### ЗАДАНИЕ:
Продолжите отрывок о присяге, которую нарушили предавшие Государя, начиная сразу после его последнего предложения.

======== ИСХОДНЫЙ ОТРЫВОК ========

Вот присяга, которую нарушили все предавшие своего Государя. И некоторые, как Николай Николаевич и Алексеев, еще до революции. «…Об ущербе же Его Величества интереса, вреде и убытке, как скоро о том уведаю, не токмо благовременно объявлять, но и всякими мерами отвращать и не допущать потщуся…» «Объявили ли благовременно и всякими мерами отвратили ли», Николай Николаевич во время визита к нему Хатисова, а Алексеев в разговорах со Львовым? Они уже тогда предавали Государя, а потом Алексеев передал Венценосца в руки четырех проходимцев, те другим, итак до Ипатьевского подвала.

======== ИСХОДНЫЕ ДАННЫЕ ========

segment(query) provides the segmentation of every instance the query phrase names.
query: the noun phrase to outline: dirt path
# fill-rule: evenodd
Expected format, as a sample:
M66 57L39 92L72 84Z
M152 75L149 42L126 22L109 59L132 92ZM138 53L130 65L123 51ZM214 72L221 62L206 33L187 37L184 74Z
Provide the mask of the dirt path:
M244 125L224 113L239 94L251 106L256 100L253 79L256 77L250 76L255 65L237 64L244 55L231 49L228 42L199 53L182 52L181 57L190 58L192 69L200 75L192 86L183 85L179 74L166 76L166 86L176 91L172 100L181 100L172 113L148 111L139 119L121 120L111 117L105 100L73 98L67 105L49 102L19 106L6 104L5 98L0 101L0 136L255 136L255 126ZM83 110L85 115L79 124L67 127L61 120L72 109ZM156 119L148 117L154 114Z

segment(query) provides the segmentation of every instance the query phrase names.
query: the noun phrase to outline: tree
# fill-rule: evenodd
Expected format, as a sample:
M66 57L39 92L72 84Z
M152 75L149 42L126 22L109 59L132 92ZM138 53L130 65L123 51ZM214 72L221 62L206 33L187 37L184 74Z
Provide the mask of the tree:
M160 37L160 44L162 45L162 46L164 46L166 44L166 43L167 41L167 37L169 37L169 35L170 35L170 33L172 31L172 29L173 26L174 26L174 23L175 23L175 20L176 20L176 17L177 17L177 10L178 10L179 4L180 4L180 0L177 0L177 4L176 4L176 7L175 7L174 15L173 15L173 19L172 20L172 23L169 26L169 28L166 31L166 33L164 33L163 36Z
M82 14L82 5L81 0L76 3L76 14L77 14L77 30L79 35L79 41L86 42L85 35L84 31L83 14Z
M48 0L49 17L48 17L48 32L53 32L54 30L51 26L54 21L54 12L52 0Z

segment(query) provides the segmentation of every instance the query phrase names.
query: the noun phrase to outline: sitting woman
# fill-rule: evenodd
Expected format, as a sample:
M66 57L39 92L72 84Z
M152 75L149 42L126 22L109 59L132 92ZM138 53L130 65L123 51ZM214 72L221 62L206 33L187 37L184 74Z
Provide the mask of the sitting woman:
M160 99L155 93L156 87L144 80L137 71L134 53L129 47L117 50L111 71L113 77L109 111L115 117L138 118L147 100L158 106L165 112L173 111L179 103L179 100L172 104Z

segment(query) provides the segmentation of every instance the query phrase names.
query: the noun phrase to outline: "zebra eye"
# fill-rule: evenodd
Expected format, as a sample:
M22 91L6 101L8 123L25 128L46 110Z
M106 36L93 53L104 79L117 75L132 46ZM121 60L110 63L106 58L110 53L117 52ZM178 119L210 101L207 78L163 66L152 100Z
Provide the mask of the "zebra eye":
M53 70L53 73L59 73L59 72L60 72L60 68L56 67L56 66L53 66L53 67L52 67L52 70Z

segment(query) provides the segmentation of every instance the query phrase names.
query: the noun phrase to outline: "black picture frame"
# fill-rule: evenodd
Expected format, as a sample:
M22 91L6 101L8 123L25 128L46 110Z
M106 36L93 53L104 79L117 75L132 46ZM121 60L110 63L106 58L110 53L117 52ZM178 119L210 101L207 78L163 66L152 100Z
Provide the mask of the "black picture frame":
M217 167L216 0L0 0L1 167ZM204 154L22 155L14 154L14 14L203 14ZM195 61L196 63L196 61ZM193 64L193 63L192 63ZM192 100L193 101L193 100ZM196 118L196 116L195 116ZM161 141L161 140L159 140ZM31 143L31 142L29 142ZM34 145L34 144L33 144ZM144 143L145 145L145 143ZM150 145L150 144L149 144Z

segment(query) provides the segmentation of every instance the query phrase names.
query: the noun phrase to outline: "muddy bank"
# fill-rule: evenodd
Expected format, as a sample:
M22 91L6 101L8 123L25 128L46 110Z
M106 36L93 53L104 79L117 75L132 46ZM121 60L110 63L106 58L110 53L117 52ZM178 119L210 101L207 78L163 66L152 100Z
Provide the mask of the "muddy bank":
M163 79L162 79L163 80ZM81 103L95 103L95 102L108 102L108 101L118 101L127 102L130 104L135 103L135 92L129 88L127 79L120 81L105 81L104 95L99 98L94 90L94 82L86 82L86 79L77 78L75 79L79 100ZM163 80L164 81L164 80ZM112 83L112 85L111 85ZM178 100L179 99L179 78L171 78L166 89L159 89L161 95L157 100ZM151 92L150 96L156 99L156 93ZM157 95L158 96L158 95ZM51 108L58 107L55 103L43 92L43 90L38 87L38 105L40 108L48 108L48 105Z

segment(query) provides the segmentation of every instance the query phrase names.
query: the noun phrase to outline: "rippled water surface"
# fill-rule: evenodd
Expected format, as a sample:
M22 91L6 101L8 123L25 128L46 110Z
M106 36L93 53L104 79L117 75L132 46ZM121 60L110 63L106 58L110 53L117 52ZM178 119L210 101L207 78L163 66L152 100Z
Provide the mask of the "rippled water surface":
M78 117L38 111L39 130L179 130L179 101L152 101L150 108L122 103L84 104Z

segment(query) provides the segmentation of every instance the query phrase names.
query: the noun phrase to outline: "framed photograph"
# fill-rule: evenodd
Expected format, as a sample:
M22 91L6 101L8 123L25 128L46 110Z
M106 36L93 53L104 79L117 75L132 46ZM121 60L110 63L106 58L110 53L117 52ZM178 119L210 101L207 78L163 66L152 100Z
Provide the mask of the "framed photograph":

========

### ОТВЕТ К ЗАДАНИЮ:
Императрица в этот день 28 (февр.) телеграфировала Государю трижды: в 11 ч. 12 м. дня: «Революция вчера приняла ужасающие размеры. Знаю, что присоединились и другие части. Известия хуже, чем когда бы то ни было. Алис». В 1 ч. 3 м.: «Уступки необходимы. Стачки продолжаются. Много войск перешло на сторону революции. Алис». В 9 ч. 50 м. веч.: «Лили (Ден. – В. К.) провела у нас день и ночь – не было ни колясок, ни моторов. Окружный Суд горит. Алис».

В 10 ч. вечера ген. Гротен был вызван Беляевым по телефону. Он советовал увезти Царскую Семью из Царского. Возможно вооруженное нападение из Петрограда. Бенкендорф, после этого разговора, вызвал Могилев и сообщил Воейкову это известие. Когда Государь узнал о положении в Царском, Он повелел приготовить поезд для отъезда Государыни с детьми с тем, чтобы это не было доложено Императрице. Сам Государь предполагал выехать в Царское, чтобы там быть 1 марта. После этого Бенкендорфа вызвал по телефону Хабалов. Он сообщил, что оставшиеся верными войска голодны, так как в Зимнем дворце нет пищи. Бенкендорф понял, что это агония и что конец не за горами.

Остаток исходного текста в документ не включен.